-- WORK ORDER --
Check every line of the data below for the string "column", and copy the ones that hold it.

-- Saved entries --
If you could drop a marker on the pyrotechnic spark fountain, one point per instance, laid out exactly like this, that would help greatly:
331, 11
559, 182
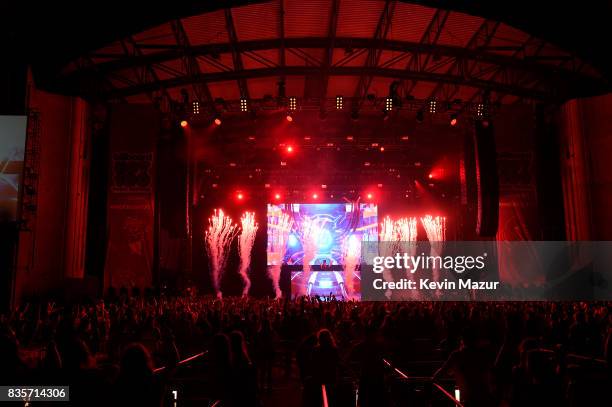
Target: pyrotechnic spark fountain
245, 244
311, 231
436, 234
351, 257
406, 231
218, 238
435, 228
278, 233
388, 247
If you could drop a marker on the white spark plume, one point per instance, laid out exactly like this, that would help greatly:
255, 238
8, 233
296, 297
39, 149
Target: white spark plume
436, 234
245, 245
217, 239
351, 258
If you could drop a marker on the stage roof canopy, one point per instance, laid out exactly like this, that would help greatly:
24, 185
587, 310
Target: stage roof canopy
318, 49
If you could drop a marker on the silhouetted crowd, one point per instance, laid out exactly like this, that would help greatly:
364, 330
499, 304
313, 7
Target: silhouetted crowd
127, 349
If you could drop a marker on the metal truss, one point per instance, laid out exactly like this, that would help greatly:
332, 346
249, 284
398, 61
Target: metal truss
190, 63
476, 65
374, 53
466, 68
329, 52
507, 86
146, 74
430, 37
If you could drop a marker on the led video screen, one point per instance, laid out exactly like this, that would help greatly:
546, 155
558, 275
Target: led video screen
323, 234
12, 146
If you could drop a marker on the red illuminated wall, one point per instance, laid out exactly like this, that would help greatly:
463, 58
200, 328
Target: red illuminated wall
133, 135
52, 247
585, 127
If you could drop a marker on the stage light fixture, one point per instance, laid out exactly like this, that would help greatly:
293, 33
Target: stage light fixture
339, 102
420, 116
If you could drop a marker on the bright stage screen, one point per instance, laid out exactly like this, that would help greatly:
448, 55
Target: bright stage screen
12, 146
325, 233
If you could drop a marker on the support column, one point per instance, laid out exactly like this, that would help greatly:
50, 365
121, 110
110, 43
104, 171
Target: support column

-- WRITTEN RESPONSE --
If you could drop a marker on the support column, one point per instance, laid out exactly like this, that would help greatly:
Target: support column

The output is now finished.